§ Given request 1:
Pull out every line of the entries that contains the string "shrub". Case counts.

Source document start

(click to enlarge photos)


The Seattle Armory was built in 1908-09 at the north end of the then-nearly new Pike Place Public Market. It was designed to resemble a fort, but like most of America’s community armories after 1900, it battled nothing but the ghosts of the Spanish-American War and the costs of maintaining its many routine community services with meeting halls, public concerts, grand expositions (such as for new cars) and indoor marching drills.

Here, however, the Seattle Armory was in a war for its very survival, partnered with the Alaskan Way Viaduct where the arterial passed a few feet from the armory’s west wall. The faux-fort caught on fire during the early morning of Jan. 7, 1962, when the viaduct was just a child of nine years. The emergency was signaled with an alarm that likely was triggered by a concerned citizen or an excited firebug. (Two months earlier, in similar circumstances, another northwest Market building mysteriously caught fire. Predictably, the neighborhood’s truck farmers and merchants were thinking arson.)

Source document end
Records to use start

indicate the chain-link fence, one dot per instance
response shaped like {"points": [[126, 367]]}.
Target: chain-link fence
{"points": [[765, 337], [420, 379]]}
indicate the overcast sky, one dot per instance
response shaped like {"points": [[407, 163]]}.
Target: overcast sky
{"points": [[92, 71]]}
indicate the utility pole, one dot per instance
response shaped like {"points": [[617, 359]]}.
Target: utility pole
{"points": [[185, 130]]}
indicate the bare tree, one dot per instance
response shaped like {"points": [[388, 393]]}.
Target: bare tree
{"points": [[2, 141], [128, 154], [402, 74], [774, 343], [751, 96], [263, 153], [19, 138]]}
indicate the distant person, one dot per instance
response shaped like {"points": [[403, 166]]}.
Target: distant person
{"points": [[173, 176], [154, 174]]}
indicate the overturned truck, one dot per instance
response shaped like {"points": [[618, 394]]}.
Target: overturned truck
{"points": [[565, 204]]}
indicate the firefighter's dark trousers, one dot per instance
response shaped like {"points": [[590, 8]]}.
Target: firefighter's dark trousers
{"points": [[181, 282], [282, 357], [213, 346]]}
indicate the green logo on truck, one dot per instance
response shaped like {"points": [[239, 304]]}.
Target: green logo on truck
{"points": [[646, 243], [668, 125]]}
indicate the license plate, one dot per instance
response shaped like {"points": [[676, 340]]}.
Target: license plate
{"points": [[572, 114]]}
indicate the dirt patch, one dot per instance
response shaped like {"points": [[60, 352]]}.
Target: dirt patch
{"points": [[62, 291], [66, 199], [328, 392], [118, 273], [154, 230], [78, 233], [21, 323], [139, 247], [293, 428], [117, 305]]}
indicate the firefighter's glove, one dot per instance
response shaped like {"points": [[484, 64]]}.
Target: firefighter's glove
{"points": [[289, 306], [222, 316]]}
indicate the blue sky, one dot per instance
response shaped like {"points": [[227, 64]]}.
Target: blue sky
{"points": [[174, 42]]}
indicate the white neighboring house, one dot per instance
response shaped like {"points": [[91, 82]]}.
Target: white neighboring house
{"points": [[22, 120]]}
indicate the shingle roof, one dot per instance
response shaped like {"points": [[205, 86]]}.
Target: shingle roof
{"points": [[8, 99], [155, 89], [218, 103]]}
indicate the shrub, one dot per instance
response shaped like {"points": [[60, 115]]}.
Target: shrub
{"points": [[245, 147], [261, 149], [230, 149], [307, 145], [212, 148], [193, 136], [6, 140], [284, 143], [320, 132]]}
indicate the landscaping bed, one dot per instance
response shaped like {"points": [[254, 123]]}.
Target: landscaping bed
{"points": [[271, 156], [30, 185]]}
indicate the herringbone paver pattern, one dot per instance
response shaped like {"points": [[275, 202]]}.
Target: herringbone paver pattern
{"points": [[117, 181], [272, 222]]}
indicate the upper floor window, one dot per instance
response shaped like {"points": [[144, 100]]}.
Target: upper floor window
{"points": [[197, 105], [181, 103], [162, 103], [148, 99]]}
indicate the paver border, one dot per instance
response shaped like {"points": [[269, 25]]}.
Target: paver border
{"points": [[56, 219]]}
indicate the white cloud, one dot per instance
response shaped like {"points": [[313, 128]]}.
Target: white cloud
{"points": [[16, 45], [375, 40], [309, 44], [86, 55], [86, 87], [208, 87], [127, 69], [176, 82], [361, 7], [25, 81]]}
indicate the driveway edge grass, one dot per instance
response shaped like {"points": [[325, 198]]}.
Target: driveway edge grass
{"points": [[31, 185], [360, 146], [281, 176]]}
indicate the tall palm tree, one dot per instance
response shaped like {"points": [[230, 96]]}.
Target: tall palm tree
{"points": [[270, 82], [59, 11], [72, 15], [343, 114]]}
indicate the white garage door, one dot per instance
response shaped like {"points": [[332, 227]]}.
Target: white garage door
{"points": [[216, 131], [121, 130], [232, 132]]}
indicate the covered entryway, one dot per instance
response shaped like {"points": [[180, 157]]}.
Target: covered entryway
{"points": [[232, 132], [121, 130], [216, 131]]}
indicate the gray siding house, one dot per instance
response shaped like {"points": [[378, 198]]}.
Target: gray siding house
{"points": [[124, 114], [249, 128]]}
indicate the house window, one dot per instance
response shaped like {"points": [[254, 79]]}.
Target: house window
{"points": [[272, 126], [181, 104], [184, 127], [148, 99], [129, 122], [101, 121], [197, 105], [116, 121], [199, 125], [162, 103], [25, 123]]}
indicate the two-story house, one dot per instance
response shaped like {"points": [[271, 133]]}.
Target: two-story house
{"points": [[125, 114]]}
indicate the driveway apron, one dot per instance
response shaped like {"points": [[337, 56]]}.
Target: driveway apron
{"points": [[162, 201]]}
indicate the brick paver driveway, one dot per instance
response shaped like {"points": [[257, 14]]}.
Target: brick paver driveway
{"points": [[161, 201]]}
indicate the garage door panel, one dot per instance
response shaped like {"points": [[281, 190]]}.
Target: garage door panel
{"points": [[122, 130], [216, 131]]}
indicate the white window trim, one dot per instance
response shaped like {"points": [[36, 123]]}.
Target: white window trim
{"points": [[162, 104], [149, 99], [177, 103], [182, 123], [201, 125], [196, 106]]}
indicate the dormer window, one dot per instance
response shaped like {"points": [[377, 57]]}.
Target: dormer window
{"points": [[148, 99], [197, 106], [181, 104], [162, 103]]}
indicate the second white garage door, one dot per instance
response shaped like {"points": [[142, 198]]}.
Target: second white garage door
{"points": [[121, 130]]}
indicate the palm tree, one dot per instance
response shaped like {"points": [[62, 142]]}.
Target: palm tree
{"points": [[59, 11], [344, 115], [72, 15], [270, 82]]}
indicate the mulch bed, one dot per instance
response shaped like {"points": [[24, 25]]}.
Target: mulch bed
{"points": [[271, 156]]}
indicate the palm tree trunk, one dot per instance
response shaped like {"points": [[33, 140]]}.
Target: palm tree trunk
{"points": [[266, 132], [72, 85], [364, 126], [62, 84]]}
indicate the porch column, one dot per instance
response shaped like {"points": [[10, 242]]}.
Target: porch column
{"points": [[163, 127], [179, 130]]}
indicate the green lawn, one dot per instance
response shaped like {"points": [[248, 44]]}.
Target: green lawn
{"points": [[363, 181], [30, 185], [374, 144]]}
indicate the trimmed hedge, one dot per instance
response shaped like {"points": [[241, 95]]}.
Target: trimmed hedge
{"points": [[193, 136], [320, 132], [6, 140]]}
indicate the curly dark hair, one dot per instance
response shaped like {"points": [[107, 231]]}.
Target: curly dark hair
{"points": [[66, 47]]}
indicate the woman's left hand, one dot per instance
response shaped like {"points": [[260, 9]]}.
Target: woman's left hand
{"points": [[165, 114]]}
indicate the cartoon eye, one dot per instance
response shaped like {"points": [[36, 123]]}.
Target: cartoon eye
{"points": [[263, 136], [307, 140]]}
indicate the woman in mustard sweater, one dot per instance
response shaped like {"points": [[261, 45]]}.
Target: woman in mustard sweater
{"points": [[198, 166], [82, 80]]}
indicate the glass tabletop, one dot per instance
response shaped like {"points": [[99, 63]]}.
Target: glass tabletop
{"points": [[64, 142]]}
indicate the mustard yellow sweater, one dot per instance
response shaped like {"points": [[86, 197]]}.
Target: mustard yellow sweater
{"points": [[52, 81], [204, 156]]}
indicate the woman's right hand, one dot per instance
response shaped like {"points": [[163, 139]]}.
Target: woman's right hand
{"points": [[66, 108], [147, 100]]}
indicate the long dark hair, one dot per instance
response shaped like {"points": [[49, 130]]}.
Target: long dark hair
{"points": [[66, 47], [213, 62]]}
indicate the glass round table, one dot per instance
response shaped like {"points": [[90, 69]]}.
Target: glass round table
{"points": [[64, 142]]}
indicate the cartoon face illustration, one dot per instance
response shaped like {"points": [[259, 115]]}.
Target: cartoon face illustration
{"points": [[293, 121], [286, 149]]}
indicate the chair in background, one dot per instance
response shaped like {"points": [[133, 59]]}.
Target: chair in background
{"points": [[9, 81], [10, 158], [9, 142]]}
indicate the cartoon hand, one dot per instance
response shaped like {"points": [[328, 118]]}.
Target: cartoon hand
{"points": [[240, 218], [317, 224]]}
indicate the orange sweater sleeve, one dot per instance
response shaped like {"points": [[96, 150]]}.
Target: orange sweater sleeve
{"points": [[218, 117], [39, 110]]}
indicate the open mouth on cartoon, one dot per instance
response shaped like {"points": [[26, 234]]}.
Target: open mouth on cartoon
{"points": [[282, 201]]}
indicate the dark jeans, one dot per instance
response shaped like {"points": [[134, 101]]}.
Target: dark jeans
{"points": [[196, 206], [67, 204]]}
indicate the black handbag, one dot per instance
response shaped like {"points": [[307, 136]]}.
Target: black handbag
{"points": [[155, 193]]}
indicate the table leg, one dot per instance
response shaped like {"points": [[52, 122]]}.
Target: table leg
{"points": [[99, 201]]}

Records to use end

§ Given request 2:
Answer these from the Seattle Armory article above:
(a) In what years was the Seattle Armory built?
(b) On what date did the armory catch fire?
(c) What did the neighborhood's truck farmers and merchants suspect caused the earlier fire in another Market building?

§ Finished answer 1:
indicate the shrub, one dot per instance
Target: shrub

§ Finished answer 2:
(a) 1908-09
(b) Jan. 7, 1962, in the early morning
(c) Arson